**PROVIDED RECORDS:**
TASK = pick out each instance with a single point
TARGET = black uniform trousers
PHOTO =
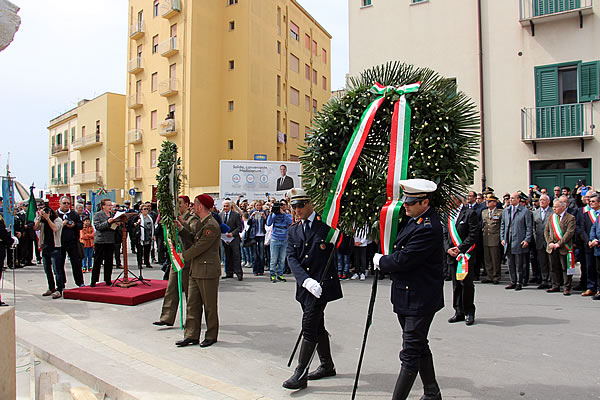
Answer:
(415, 345)
(463, 298)
(313, 321)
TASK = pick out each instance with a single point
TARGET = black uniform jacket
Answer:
(416, 266)
(307, 258)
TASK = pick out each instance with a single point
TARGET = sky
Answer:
(61, 55)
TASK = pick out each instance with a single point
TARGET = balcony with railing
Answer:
(136, 30)
(168, 47)
(168, 127)
(135, 101)
(135, 65)
(170, 8)
(59, 148)
(134, 136)
(540, 11)
(134, 173)
(562, 122)
(168, 88)
(87, 177)
(87, 141)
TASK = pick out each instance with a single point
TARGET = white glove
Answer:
(313, 287)
(376, 259)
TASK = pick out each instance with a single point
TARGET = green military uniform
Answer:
(492, 246)
(171, 300)
(205, 270)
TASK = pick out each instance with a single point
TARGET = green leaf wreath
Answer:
(167, 191)
(444, 143)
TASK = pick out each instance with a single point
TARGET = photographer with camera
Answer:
(50, 226)
(69, 241)
(281, 222)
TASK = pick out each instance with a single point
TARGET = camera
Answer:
(276, 208)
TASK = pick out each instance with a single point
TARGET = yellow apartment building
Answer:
(531, 66)
(223, 79)
(87, 147)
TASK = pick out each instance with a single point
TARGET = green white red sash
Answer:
(591, 213)
(462, 266)
(398, 162)
(555, 223)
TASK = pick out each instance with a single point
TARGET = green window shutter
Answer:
(546, 86)
(589, 80)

**WRITTEN INSTRUCTION:**
Report each line of the material in which the word "green" appears, copying every such line in full.

**EXERCISE SOLUTION:**
TARGET = green military uniform
TARGET = green leaf wreath
TARGET = green white red sash
TARGET = green window shutter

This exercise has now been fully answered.